_Text block_
Search code examples
javaweb-scrapinghtml-content-extraction

Using java to extract a single value from an html page:


I am continuing work on a project that I've been at for some time now, and I have been struggling to pull some data from a website. The website has an iframe that pulls in some data from an unknown source. The data is in the iframe in a tag something like this:

<DIV id="number_forecast"><LABEL id="lblDay">9,000</LABEL></DIV>

There is a BUNCH of other crap above it but this div id / label is totally unique and is not used anywhere else in the code.


Solution

  • jsoup is probably what you want, it excels at extracting data from an HTML document.

    There are many examples available showing how to use the API: http://jsoup.org/cookbook/extracting-data/selector-syntax

    The process will be in two steps:

    • parse the page and find the url of the iframe
    • parse the content of the iframe and extract the information you need

    The code would look like this:

     // let's find the iframe
     Document document = Jsoup.parse(inputstream, "iso-8859-1", url);
     Elements elements = document.select("iframe");
     Element iframe = elements.first();
    
     // now load the iframe
     URL iframeUrl = new URL(iframe.absUrl("src"));
     document = Jsoup.parse(iframeUrl, 15000);
    
     // extract the div
     Element div = document.getElementById("number_forecast");

_Problems and tasks_
- 1) In the forum thread on extracting a single value from an HTML page with Java, why is it enough to locate the value by the id "number_forecast"?
- 2) Pull out every line in the records that contains the string "cross".

_Dataset content_

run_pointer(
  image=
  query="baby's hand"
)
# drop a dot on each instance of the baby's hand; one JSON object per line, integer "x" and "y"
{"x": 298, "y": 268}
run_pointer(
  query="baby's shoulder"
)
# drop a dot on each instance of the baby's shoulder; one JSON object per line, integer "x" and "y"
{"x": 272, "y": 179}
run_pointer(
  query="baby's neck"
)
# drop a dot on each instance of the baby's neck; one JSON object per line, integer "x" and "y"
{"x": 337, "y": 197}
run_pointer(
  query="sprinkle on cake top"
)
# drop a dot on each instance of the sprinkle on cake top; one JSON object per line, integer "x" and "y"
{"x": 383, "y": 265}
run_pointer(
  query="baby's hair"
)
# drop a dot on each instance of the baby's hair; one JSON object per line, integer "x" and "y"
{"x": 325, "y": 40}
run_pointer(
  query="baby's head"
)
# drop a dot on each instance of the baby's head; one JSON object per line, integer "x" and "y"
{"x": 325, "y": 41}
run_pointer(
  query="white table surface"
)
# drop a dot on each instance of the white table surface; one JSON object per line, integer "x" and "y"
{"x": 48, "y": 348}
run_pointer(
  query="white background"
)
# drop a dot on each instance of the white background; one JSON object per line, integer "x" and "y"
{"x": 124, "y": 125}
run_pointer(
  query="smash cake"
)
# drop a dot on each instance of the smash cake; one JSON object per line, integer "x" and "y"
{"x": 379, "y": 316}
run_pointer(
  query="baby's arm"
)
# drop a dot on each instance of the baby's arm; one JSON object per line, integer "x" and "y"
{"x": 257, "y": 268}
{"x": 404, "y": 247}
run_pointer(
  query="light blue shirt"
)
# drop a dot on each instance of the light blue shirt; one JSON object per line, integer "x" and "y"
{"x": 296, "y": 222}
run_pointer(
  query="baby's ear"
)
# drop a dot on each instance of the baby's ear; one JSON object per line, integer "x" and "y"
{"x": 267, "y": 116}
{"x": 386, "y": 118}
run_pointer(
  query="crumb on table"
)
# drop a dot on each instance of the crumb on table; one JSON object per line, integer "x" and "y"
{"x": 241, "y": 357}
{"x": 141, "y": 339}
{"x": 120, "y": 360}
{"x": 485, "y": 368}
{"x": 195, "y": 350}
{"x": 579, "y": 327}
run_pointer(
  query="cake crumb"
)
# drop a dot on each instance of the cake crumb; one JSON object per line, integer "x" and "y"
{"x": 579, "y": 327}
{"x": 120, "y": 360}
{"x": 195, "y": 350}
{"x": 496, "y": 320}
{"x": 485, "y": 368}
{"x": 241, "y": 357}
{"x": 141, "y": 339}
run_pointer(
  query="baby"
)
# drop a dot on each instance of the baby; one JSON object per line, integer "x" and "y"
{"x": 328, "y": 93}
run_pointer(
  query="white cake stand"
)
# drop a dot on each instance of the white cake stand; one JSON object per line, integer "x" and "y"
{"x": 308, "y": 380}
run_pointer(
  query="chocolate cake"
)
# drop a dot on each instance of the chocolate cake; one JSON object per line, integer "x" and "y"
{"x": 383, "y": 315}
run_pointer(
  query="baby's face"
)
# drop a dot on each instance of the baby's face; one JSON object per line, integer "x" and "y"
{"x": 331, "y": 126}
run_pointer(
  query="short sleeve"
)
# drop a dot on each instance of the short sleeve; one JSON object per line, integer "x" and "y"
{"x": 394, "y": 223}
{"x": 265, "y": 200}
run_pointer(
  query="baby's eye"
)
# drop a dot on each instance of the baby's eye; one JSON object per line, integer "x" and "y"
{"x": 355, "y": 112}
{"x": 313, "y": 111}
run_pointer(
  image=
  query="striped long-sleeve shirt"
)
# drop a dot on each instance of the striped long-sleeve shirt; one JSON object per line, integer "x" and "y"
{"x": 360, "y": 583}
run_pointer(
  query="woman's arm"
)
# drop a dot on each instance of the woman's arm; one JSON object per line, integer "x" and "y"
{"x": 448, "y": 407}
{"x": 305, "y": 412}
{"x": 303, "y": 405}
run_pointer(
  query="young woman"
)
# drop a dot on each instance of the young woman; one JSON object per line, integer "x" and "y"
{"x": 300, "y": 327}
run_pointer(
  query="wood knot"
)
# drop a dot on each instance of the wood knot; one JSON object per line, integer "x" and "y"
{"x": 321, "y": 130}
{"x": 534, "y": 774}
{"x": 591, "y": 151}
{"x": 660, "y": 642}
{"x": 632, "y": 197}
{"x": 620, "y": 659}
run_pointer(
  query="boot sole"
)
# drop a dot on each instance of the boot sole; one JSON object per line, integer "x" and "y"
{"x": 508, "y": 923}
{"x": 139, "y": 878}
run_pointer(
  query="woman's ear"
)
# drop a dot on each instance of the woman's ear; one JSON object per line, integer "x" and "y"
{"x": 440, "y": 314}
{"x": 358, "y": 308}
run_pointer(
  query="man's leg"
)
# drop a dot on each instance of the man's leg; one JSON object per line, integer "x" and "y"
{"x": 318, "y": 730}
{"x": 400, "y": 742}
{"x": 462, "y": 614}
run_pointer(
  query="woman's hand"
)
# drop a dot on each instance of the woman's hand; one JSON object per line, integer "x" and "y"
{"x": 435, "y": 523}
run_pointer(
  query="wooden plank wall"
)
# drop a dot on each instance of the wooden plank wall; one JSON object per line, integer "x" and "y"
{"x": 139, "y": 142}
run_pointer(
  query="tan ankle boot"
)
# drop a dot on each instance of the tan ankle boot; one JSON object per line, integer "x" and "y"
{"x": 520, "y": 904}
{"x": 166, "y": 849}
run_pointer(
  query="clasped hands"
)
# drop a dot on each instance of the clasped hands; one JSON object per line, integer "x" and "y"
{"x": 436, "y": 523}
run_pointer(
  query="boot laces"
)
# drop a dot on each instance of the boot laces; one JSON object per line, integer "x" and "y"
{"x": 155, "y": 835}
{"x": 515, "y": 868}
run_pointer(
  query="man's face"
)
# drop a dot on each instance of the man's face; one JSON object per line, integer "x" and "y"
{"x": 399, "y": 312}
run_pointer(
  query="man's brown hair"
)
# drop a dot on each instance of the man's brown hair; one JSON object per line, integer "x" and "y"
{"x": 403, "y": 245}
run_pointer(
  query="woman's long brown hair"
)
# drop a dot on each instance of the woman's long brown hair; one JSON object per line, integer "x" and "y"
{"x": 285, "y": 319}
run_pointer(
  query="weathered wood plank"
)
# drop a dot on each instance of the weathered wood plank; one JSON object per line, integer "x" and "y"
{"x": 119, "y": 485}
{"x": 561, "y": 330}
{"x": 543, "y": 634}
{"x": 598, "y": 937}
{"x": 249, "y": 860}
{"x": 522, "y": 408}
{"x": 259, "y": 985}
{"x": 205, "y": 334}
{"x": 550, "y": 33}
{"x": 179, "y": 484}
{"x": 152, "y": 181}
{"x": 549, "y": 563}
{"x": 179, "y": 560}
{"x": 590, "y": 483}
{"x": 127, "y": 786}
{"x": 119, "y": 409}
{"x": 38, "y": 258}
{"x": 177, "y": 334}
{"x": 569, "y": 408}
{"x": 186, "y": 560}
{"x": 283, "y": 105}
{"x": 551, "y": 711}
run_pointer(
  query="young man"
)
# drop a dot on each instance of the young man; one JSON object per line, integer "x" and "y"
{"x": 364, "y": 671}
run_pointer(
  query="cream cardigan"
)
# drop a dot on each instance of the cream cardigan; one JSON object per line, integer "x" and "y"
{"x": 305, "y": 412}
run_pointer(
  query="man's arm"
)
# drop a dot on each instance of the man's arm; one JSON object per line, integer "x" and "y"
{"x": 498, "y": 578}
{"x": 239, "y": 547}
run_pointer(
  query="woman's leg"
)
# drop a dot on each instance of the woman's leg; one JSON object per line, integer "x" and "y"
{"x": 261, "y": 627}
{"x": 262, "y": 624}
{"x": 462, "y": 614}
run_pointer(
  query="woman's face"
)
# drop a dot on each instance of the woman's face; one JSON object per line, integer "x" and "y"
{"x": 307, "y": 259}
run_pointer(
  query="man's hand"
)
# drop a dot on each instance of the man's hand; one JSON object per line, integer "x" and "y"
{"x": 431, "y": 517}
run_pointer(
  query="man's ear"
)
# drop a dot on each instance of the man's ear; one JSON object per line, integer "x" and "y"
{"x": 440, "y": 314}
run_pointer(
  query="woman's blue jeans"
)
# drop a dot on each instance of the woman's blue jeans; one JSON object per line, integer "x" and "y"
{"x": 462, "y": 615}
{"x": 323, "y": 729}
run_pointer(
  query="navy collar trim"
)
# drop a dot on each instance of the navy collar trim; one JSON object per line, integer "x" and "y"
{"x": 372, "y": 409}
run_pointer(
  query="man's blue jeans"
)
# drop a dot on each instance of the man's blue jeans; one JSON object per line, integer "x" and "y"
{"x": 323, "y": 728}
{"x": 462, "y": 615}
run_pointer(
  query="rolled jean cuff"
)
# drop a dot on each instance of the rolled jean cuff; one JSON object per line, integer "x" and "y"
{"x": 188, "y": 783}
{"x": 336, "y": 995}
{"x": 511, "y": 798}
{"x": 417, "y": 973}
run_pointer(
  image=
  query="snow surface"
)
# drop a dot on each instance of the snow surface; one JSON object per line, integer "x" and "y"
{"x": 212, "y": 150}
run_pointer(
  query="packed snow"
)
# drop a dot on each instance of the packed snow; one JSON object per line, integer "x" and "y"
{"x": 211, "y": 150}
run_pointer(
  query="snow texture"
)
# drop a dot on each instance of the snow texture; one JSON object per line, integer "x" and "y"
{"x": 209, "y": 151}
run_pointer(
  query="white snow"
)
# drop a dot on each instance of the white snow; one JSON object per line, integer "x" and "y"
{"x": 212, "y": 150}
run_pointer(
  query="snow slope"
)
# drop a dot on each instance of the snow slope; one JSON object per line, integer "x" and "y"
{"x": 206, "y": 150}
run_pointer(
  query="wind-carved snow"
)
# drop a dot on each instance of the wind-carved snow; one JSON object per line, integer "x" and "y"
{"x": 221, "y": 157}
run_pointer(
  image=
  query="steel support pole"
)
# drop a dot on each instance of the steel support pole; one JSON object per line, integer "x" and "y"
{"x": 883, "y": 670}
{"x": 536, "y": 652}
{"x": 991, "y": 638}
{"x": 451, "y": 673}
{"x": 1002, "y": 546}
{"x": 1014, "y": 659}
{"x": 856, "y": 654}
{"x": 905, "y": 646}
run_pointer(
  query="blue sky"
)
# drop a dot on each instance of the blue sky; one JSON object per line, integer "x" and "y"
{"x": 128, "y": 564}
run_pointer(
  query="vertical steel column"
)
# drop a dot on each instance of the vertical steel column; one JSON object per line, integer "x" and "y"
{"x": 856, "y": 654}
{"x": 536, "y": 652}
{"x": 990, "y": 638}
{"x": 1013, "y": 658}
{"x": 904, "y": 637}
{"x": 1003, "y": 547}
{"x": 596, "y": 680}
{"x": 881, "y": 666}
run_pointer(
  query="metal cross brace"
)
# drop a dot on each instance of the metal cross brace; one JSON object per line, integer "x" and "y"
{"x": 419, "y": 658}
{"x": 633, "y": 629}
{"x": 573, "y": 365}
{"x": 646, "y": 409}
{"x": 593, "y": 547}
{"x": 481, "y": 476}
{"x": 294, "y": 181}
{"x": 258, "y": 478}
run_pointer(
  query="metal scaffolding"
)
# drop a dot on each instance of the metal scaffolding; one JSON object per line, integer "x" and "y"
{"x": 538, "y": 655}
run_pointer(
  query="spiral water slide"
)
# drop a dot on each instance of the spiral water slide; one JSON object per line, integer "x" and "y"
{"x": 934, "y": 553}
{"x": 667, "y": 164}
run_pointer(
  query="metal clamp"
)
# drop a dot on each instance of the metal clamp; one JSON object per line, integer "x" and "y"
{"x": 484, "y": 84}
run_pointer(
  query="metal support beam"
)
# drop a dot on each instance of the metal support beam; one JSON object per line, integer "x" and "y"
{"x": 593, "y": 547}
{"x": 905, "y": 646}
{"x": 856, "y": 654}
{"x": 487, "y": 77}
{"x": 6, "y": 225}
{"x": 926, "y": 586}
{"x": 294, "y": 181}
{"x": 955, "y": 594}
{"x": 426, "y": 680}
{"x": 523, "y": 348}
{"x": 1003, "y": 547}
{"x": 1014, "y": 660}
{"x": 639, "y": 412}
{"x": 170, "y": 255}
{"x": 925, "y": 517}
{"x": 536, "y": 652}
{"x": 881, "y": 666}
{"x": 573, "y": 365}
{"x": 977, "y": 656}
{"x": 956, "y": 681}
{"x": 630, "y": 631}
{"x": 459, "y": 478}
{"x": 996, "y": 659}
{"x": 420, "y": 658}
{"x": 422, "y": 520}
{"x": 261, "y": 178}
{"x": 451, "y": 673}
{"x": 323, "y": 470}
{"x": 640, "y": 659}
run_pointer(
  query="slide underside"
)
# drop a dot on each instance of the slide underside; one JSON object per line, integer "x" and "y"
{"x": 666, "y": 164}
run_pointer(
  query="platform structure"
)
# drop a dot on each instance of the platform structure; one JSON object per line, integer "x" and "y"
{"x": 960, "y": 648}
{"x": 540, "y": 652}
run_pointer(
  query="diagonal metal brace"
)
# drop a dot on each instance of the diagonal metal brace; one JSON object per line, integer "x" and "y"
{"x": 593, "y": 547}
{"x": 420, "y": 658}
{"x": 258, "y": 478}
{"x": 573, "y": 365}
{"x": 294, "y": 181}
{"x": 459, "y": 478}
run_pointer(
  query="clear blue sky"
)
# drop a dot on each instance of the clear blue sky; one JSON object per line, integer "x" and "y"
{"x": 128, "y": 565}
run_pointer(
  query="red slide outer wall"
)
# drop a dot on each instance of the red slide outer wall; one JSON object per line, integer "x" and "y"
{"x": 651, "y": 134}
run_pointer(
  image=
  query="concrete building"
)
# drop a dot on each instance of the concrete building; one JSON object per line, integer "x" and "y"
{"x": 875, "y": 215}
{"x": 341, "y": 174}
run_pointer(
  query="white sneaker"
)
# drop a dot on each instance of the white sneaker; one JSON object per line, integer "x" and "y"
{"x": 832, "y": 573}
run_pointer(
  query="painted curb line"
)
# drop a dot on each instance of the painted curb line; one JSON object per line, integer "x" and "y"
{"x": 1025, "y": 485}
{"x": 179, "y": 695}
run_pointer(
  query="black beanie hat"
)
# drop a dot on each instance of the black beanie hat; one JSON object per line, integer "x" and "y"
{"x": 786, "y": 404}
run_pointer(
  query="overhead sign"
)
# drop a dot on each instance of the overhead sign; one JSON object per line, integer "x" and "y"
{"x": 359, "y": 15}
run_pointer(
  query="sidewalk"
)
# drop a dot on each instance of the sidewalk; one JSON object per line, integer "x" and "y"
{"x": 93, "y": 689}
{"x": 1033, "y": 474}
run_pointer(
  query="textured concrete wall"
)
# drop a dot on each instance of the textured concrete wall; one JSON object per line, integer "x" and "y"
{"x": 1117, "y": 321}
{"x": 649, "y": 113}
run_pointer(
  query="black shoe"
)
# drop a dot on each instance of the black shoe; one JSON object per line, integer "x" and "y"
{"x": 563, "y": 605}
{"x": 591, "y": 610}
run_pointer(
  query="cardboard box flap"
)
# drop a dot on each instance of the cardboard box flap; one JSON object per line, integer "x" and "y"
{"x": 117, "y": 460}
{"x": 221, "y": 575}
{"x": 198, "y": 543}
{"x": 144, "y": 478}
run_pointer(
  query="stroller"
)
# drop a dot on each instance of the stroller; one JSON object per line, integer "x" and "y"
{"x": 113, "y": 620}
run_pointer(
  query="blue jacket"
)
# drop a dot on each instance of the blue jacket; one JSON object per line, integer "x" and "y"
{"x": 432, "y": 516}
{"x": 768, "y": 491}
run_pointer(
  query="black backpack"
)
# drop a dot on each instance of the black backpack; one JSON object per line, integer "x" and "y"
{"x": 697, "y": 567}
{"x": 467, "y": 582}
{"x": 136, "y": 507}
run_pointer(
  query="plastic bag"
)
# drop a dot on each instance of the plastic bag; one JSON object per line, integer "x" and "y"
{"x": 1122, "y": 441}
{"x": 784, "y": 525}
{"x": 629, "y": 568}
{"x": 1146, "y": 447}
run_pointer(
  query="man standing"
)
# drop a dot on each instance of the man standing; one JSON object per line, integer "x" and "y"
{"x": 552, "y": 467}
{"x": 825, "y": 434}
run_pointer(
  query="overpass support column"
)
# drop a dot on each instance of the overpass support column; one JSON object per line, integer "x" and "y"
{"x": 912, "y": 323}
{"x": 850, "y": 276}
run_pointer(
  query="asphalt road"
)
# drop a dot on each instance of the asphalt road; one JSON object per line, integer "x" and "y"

_Full answers_
- 1) The thread says this div id and its label are totally unique and are not used anywhere else in the code. Selecting by that id therefore picks out the one value, despite all the other markup above it.

- 2)
  query="metal cross brace"
# drop a dot on each instance of the metal cross brace; one JSON object per line, integer "x" and "y"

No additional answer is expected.